> What to work on: Retype every record exactly. Leave the pictures out.

Start of Listed entries

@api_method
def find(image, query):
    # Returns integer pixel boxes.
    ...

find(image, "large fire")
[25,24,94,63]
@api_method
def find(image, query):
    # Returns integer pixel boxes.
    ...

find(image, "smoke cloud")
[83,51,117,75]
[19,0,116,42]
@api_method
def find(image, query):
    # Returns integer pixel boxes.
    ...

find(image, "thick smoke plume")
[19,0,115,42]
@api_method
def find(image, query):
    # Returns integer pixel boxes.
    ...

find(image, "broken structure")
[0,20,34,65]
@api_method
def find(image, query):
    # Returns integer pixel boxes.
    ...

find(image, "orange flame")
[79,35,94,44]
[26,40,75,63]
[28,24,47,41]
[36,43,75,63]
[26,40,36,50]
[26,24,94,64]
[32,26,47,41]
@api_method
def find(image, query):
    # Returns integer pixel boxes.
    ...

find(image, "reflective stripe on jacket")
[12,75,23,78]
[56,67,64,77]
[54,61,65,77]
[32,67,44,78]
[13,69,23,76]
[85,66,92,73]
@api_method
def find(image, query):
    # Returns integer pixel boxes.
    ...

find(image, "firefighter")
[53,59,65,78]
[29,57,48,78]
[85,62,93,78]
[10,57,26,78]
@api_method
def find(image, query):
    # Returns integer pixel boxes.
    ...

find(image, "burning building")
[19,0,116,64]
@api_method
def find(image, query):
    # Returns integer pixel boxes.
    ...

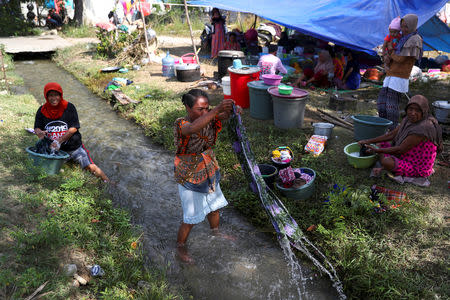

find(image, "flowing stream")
[15,60,339,300]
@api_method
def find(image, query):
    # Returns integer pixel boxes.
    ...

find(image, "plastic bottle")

End of Listed entries

> Worked solution:
@api_method
def find(image, query):
    # Returns integer pixel boxes.
    ...

find(image, "large fire")
[25,24,94,63]
@api_method
def find(image, query):
    # Returns integer pixel boxes.
    ...

find(image, "smoke cloud")
[83,51,117,75]
[19,0,116,42]
@api_method
def find(image, query):
    # Returns integer pixel boxes.
    ...

find(image, "thick smoke plume")
[19,0,115,42]
@api_method
def find(image, query):
    # Returns integer pixel boxes.
    ...

find(image, "broken structure")
[0,20,34,65]
@api_method
def find(image, query):
    # Returns integer pixel boxes.
    ...

find(image, "orange flame")
[79,35,94,44]
[26,40,75,63]
[28,24,47,41]
[36,43,75,63]
[26,40,36,50]
[26,24,94,64]
[32,26,47,41]
@api_method
def find(image, query):
    # Returns integer pixel boxes.
    ...

find(image, "reflective stripe on jacket")
[12,75,23,78]
[56,67,64,77]
[54,61,65,77]
[32,67,44,78]
[13,69,23,76]
[85,66,92,73]
@api_method
def find(image, query):
    # Returns integer pixel boxes.
    ...

find(image, "firefighter")
[53,59,65,78]
[29,57,48,78]
[85,62,93,78]
[10,57,26,78]
@api_method
def find(image, query):
    # Returns integer pixel boxes.
    ...

find(image, "burning building")
[19,0,116,64]
@api_method
def find(image, query):
    # Returns integer pixel boxes.
    ...


find(image, "flowing stream")
[15,60,339,300]
@api_method
def find(image, query):
    # Returns integer pixel boxes.
    ...

find(image, "plastic bottle")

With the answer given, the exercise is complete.